Natural-language object grounding data:
+--

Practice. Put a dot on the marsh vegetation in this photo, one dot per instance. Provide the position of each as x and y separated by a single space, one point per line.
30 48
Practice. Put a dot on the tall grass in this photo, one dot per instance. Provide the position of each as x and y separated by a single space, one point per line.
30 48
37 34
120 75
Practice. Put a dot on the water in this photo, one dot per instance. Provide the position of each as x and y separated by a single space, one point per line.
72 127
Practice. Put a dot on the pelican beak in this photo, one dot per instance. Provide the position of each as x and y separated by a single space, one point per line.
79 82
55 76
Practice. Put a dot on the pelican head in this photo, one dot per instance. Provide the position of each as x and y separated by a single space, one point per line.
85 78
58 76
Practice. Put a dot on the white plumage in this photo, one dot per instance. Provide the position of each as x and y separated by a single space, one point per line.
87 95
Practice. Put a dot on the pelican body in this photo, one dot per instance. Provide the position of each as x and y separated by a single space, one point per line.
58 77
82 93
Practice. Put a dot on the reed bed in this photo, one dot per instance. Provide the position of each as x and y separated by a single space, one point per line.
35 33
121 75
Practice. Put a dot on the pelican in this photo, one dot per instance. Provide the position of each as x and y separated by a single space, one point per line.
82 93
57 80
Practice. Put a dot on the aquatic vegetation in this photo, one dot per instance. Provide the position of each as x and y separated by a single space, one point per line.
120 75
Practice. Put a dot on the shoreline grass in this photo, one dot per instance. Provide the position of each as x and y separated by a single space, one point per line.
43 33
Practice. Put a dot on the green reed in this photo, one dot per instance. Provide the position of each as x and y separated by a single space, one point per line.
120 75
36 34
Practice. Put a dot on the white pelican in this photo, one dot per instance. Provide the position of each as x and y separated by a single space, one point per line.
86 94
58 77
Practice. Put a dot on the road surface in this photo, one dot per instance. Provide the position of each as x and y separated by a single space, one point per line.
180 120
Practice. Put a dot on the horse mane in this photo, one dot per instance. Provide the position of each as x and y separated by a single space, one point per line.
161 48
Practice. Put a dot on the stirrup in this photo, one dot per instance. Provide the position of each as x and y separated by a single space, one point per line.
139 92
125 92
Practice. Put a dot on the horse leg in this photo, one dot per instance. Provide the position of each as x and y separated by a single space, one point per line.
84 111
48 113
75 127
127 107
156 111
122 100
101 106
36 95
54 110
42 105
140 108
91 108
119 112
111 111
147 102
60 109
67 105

+--

▶ **What to produce**:
An exact copy of all the records is the only acceptable answer.

▶ **Answer**:
Practice. Put a dot on the marsh vegetation in this photo, one dot per instance. Provide the position of each as x and y separated by a single space, one point per line.
30 48
Practice. Put a dot on the tall grass in this photo, one dot per instance. Provide the position of each as x and y separated by a single space, one point per line.
30 48
37 34
120 75
Practice. Put a dot on the water in this photo, one dot per instance. Provide the position of each as x and y separated by a single space, one point per line.
72 127
Practice. Put a dot on the pelican beak in this photo, one dot per instance. Provide the position of each as x and y separated by a single space, one point per line.
79 82
55 76
Practice. Put a dot on the pelican head in this photo, one dot per instance. Provide the position of each as x and y separated by a single space, one point per line.
85 78
58 76
Practice. Put a dot on the white plumage in this photo, one dot per instance. Provide the position of each as x and y separated by a single space, one point per line.
87 95
Practice. Put a dot on the pelican body in this photo, one dot per instance. Provide the position of each as x and y separated by a single space, one point per line.
58 77
82 93
Practice. Put a dot on the reed bed in this photo, one dot per instance. Provide the position of each as x and y separated by a single space, one point per line.
35 33
121 75
Practice. Put a dot on the pelican in this photo, one dot per instance. Provide the position of each as x and y separated by a single space, one point per line.
82 93
57 80
Practice. Put a dot on the aquatic vegetation in this photo, one dot per instance. Provide the position of each as x and y separated by a single space, one point per line.
120 75
Practice. Put a dot on the shoreline grass in this photo, one dot per instance. Provide the position of each as x and y separated by a single space, one point per line.
43 33
Practice. Put a dot on the green reed in this photo, one dot per instance. Provide the position of each as x and y separated by a single space, one point per line.
120 75
36 34
Practice. Put a dot on the white pelican in this photo, one dot per instance. Provide the position of each as x and y separated by a single space, one point per line.
86 94
58 77
Practice. Put a dot on the road surface in this photo, one dot per instance. Provide the position of each as x and y separated by a single space, one point per line.
180 120
Practice. Put a dot on the horse mane in this photo, one dot per instance. Provide the position of each as x and y separated by a single space, one point per line.
161 48
Practice. Put a dot on the stirrup in this photo, one dot per instance. Provide the position of each as x and y separated by a single space, one point per line.
139 92
125 92
Practice. Put a dot on the horse leg in this photo, one dot per instance. Provide the position of each as x and y separated by a single space, one point per line.
84 111
48 113
75 127
127 107
156 111
122 100
101 106
36 95
54 110
42 105
140 108
91 108
119 112
111 111
147 102
60 109
67 105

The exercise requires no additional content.